- Bloque de texto

************

Cuaderno de notas

Illumbe, 25 años después

Imagino a mi padre yendo a ver las excavadoras derribar la plaza a la que iba de la mano de su padre un poco como el indio que asiste a la deforestación de su selva.

Apunté en mi cuaderno que ya han pasado veinticinco años desde que se inauguró la plaza de toros de Illumbe en San Sebastián y que hay un momento en la vida en el que uno no acierta a saber si veinticinco años son muchos o pocos. La única medida del tiempo es que cada vez corre más. Cuanto más rápido pasa, menos te queda.

Un cuarto de siglo debiera ser una eternidad. Es el tiempo que pasó desde que derruyeron la plaza de toros de El Chofre hasta que inauguraron la nueva, esta, la de Illumbe. Cuando tiraron la plaza vieja –pusieron allí unas manzanas de viviendas con aparcamiento–, mi padre se hizo una foto en la que aparecía de pie sobre los escombros y escribió un artículo que se titulaba «Siete mil piedras en el corazón», dedicado al Chofre, su querida plaza demolida. Hablaba de su padre, que había muerto cuando él tenía veinte años. Después, él se murió cuando yo tenía veinte años en una costumbre familiar que espero hayamos abandonado ya. Contaba la abuela Elena, que cuando mi abuelo castigaba a mi padre, a veces se lo encontraba en los toros, escapado de su encierro, y hacía como que no lo veía, más orgulloso de su afición que de la desobediencia que acababa de cometer. Cuando los grandes toreros visitaban el Aeroclub que estaba debajo de mi casa, mi padre entraba con mi abuelo a conseguir su autógrafo, y así guardamos uno de Rafael «El Gallo» que reza: «Alsin-pático afisionado Paquito».

************

- Líneas proporcionadas
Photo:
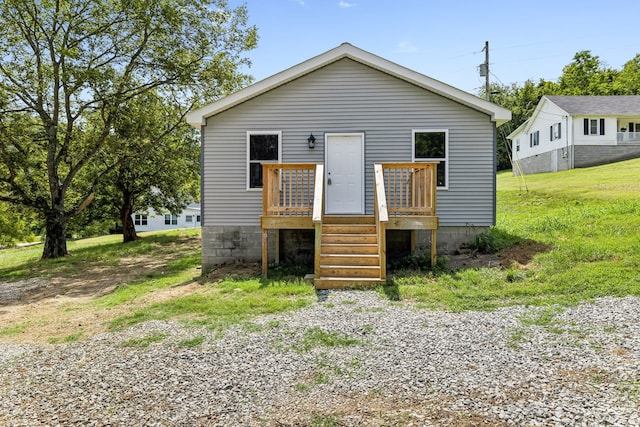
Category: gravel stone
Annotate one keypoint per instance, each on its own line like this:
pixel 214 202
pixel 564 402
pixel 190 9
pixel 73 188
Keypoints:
pixel 351 359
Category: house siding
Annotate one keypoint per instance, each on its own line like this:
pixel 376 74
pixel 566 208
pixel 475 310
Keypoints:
pixel 347 96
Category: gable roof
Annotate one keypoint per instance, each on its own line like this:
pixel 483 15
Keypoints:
pixel 587 105
pixel 498 114
pixel 600 105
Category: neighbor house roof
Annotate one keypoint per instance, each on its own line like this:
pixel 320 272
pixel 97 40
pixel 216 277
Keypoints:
pixel 498 114
pixel 600 105
pixel 616 105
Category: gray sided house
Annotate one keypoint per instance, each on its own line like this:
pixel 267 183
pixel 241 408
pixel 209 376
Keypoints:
pixel 347 149
pixel 566 132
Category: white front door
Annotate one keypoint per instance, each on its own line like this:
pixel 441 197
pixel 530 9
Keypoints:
pixel 344 175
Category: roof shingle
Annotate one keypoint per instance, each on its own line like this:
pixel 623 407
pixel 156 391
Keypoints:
pixel 598 105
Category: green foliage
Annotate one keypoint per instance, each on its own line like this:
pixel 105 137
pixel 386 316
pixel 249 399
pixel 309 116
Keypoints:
pixel 16 225
pixel 584 75
pixel 71 71
pixel 589 219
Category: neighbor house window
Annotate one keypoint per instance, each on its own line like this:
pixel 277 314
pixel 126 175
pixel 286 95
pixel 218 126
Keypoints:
pixel 262 147
pixel 140 219
pixel 555 131
pixel 594 126
pixel 433 146
pixel 534 138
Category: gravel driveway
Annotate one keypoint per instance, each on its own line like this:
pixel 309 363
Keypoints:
pixel 351 359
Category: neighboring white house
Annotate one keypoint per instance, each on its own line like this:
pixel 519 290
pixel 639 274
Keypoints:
pixel 566 132
pixel 153 221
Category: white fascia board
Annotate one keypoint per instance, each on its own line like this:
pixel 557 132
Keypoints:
pixel 499 115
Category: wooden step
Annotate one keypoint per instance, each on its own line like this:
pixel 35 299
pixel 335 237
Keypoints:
pixel 349 259
pixel 345 282
pixel 348 219
pixel 364 249
pixel 350 239
pixel 368 271
pixel 348 229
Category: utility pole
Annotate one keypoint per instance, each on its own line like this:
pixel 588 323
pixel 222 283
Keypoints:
pixel 486 62
pixel 484 70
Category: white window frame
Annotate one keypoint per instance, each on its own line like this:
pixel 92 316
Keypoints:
pixel 140 219
pixel 248 154
pixel 433 159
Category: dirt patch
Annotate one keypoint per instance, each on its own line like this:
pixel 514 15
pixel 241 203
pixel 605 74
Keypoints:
pixel 521 253
pixel 54 309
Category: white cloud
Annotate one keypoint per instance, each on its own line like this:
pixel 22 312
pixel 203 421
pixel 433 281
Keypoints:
pixel 406 47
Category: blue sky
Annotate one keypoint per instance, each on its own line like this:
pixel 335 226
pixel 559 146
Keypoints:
pixel 443 39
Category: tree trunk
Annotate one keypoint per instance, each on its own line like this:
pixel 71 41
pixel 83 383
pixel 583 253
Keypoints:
pixel 55 243
pixel 128 227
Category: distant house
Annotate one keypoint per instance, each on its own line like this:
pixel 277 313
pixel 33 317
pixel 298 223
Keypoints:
pixel 339 160
pixel 153 221
pixel 566 132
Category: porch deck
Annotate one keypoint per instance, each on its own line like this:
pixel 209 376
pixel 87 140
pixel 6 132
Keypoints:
pixel 349 250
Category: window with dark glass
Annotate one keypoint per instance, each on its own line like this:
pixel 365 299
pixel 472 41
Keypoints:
pixel 263 148
pixel 140 219
pixel 432 146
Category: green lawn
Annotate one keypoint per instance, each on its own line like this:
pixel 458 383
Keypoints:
pixel 588 218
pixel 586 223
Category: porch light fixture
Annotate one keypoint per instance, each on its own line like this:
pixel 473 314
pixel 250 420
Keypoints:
pixel 311 140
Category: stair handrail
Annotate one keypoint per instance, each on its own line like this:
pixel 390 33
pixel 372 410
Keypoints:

************

- Tareas del ejercicio
a - ¿Puedes reproducir el tramo del texto sobre Illumbe que va de "Imagino a mi" hasta "menos te queda.", sustituyendo "excavadoras" por "grúas"?
b - En el texto sobre Illumbe, ¿qué título tenía el artículo que escribió el padre dedicado al Chofre?

- Sección de respuestas
a -
Imagino a mi padre yendo a ver las grúas derribar la plaza a la que iba de la mano de su padre un poco como el indio que asiste a la deforestación de su selva.

Apunté en mi cuaderno que ya han pasado veinticinco años desde que se inauguró la plaza de toros de Illumbe en San Sebastián y que hay un momento en la vida en el que uno no acierta a saber si veinticinco años son muchos o pocos. La única medida del tiempo es que cada vez corre más. Cuanto más rápido pasa, menos te queda.

b - «Siete mil piedras en el corazón».